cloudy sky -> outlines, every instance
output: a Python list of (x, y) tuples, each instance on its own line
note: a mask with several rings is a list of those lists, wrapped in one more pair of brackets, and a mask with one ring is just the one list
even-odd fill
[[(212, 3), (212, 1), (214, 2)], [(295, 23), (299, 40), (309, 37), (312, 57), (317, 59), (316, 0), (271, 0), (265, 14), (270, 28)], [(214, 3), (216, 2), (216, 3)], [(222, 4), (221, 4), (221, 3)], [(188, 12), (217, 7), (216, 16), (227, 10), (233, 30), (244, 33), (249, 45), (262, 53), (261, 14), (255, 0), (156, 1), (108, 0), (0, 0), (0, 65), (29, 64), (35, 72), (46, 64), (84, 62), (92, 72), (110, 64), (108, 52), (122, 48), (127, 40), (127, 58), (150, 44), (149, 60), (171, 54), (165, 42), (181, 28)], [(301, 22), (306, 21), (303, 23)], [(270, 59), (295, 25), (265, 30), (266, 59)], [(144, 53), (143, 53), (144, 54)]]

» SHORT EXERCISE
Rewrite the records with "cloudy sky" swapped for "overcast sky", leaving everything else as it stands.

» RESPONSE FOR THIS EXERCISE
overcast sky -> outlines, every instance
output: a Python list of (x, y) tuples, each instance on its own line
note: a mask with several rings is a list of those lists, wrapped in one more pair of brackets, and a mask with one ring is just the one list
even-odd fill
[[(212, 3), (212, 1), (214, 2)], [(295, 23), (299, 40), (309, 37), (312, 57), (317, 59), (316, 0), (271, 0), (265, 14), (270, 28)], [(214, 3), (216, 2), (216, 3)], [(222, 4), (221, 4), (221, 3)], [(188, 12), (217, 7), (216, 16), (227, 10), (233, 30), (244, 33), (249, 45), (262, 53), (261, 14), (255, 0), (156, 1), (108, 0), (0, 0), (0, 65), (29, 64), (35, 72), (46, 64), (84, 62), (92, 72), (110, 64), (108, 52), (122, 48), (127, 40), (127, 58), (150, 44), (149, 60), (171, 54), (165, 42), (181, 28)], [(301, 22), (306, 21), (303, 23)], [(270, 59), (295, 25), (265, 30), (266, 59)], [(144, 53), (143, 53), (144, 54)]]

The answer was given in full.